--- Data for this task ---
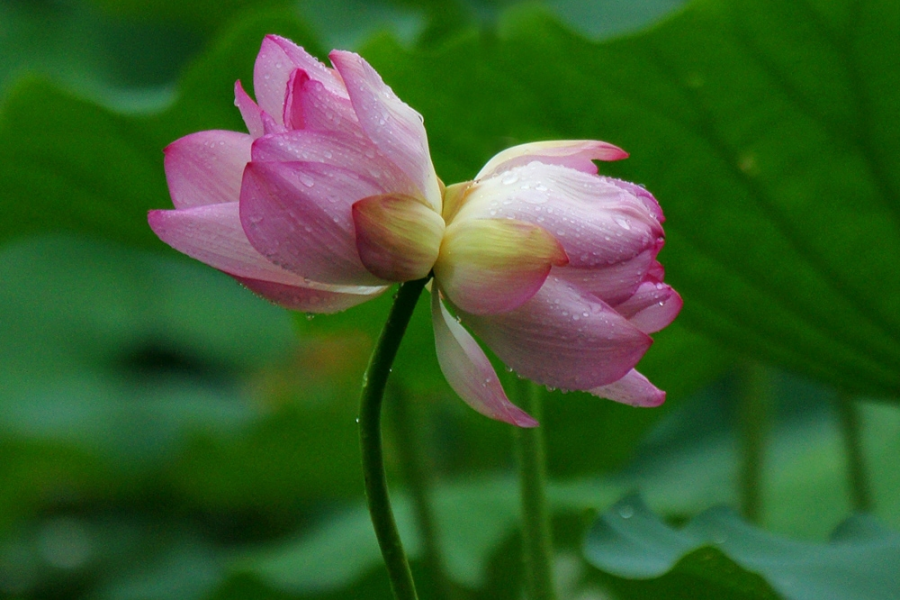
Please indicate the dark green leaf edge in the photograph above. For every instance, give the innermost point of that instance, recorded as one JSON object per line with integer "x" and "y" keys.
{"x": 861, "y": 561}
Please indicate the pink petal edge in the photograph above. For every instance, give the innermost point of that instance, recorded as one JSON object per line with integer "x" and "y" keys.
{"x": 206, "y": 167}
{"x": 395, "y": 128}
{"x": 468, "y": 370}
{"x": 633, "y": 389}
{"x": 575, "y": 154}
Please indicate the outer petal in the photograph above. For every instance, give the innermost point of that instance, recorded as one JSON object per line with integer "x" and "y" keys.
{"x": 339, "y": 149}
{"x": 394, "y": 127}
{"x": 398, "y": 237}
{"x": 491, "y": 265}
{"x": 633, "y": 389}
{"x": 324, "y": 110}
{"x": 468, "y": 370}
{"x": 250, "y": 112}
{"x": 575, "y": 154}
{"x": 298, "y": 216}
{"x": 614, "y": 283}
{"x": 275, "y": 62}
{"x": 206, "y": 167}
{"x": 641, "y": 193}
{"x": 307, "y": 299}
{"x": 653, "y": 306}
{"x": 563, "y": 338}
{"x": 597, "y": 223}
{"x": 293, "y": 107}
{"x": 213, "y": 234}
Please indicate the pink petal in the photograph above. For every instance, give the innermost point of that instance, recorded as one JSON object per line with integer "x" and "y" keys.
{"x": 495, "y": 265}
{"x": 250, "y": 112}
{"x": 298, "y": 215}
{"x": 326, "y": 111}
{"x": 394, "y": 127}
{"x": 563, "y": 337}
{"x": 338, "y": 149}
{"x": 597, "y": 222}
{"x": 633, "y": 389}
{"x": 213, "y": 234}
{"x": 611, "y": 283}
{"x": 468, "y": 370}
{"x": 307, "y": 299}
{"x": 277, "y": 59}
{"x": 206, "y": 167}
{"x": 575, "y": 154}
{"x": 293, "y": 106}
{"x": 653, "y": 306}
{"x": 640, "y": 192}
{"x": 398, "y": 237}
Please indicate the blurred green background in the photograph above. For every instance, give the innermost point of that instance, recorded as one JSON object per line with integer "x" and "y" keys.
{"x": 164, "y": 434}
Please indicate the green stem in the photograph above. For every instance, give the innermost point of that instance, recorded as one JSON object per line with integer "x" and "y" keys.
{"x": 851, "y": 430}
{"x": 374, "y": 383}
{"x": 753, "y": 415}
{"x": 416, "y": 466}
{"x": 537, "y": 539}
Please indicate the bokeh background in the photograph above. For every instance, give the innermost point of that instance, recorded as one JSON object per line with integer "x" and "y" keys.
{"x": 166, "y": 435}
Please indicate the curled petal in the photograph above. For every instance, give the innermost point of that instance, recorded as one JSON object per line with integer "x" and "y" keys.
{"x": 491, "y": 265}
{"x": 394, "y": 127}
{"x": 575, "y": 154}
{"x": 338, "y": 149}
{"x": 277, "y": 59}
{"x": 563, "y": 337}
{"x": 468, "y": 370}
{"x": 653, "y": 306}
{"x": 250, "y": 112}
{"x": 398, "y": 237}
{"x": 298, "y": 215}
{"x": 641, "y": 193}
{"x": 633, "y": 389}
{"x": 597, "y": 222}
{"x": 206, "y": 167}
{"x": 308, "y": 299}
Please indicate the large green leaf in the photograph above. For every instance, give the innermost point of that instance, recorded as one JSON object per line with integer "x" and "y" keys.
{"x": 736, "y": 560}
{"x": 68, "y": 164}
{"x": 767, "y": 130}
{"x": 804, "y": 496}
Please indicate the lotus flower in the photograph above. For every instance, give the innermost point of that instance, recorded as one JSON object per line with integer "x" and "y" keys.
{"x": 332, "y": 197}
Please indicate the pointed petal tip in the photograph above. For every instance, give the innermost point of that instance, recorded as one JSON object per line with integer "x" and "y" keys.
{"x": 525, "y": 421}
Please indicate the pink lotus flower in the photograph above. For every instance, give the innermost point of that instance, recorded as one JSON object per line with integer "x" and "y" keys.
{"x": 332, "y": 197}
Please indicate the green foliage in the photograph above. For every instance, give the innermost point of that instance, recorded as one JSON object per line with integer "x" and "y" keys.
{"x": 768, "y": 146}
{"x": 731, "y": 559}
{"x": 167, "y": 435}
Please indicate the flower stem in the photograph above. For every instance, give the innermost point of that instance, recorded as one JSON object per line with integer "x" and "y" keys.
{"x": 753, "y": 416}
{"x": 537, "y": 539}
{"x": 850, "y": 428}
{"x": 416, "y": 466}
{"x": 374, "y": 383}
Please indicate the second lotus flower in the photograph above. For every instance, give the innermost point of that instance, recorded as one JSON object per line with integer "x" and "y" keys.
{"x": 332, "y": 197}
---
--- Data for this task ---
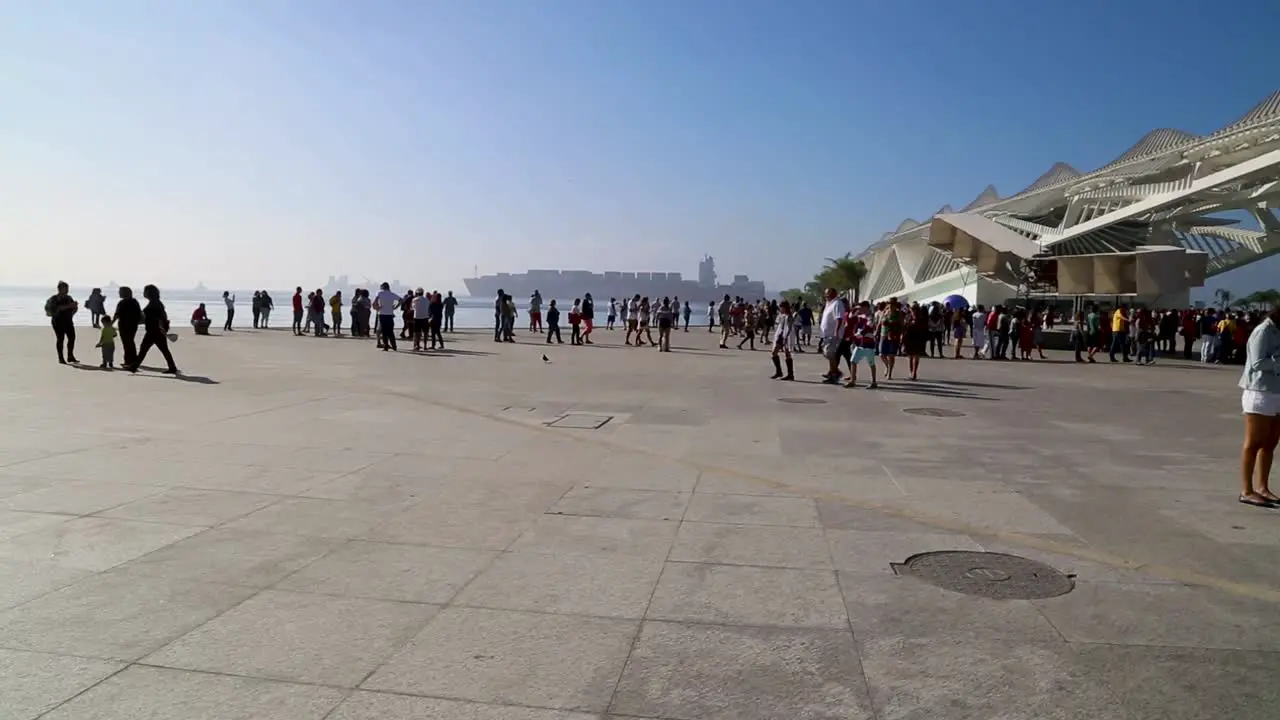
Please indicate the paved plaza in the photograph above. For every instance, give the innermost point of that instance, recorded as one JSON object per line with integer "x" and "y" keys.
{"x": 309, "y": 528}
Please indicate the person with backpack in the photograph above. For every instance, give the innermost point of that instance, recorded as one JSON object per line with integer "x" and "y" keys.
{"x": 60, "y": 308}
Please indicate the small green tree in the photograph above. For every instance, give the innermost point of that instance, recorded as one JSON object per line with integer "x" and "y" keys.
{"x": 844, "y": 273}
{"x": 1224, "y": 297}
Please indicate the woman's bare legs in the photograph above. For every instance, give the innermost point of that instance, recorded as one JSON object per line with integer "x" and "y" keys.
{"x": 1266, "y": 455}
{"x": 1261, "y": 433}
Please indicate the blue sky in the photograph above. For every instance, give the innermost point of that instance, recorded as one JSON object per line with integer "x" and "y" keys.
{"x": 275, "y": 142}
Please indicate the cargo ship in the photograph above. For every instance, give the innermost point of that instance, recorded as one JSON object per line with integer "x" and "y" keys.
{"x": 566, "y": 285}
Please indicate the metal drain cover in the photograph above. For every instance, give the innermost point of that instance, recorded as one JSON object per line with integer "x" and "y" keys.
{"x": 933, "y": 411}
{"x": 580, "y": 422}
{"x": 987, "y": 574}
---
Goal:
Copy out in full every line of the entries above that contains the word "stem".

Solution to the exercise:
Please indicate the green stem in the photograph above. For every instance, give the innermost point of that instance, recorded as one JSON object per line with integer "x" and "y" keys.
Please indicate the flower stem in the photograph above. For every instance, give the innermost point of that instance, recorded as one JSON object per line with integer "x" and "y" keys.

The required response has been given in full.